Jakafi Improves Symptoms in PV
In phase 3 randomized controlled trial, Jakafi (ruxolitinib) improved several key symptoms in polycythemia vera, according to Dr Srdan Verstovsek of MD Anderson Cancer Center in Houston.
Results from the RESPONSE trial were presented at the 2014 ASCO (American Society of Clinical Oncology) annual meeting in Chicago. PV is a myeloproliferative neoplasm that can be accompanied by debilitating symptoms and poor quality of life; leading to potential life-threatening cardiovascular complications related to thrombosis and hemorrhage. Therapy is generally aimed at controlling hematocrit (HCT) below 45%, decreasing the risk of cardiovascular and thrombotic events.Jakafi was significantly better than the best available therapy in PV patients who were resistant to or unable to tolerate hydroxyurea (HU). In these patients the drug significantly improved control of hematocrit without the need for phlebotomy and reduced spleen size, two key goals of treatment.
The primary endpoint of the study was a composite HCT control (≤ 45%) and a reduction in spleen volume of at least 35%. At week 32, patients in the control arm were permitted to cross over to the jakafi arm and all but a handful did so, Verstovsek said.

* **Work to complete**
Reproduce the stretch of the Jakafi text from "Jakafi Improves Symptoms" through "Center in Houston.". The lines that come next have nothing to do with the Jakafi text.

* **Stored data**
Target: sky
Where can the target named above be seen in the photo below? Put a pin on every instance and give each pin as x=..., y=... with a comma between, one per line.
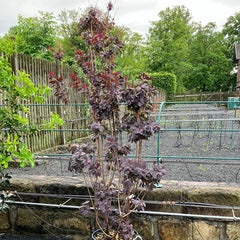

* **Solved problem**
Jakafi Improves Symptoms in PV
In phase 3 randomized controlled trial, Jakafi (ruxolitinib) improved several key symptoms in polycythemia vera, according to Dr Srdan Verstovsek of MD Anderson Cancer Center in Houston.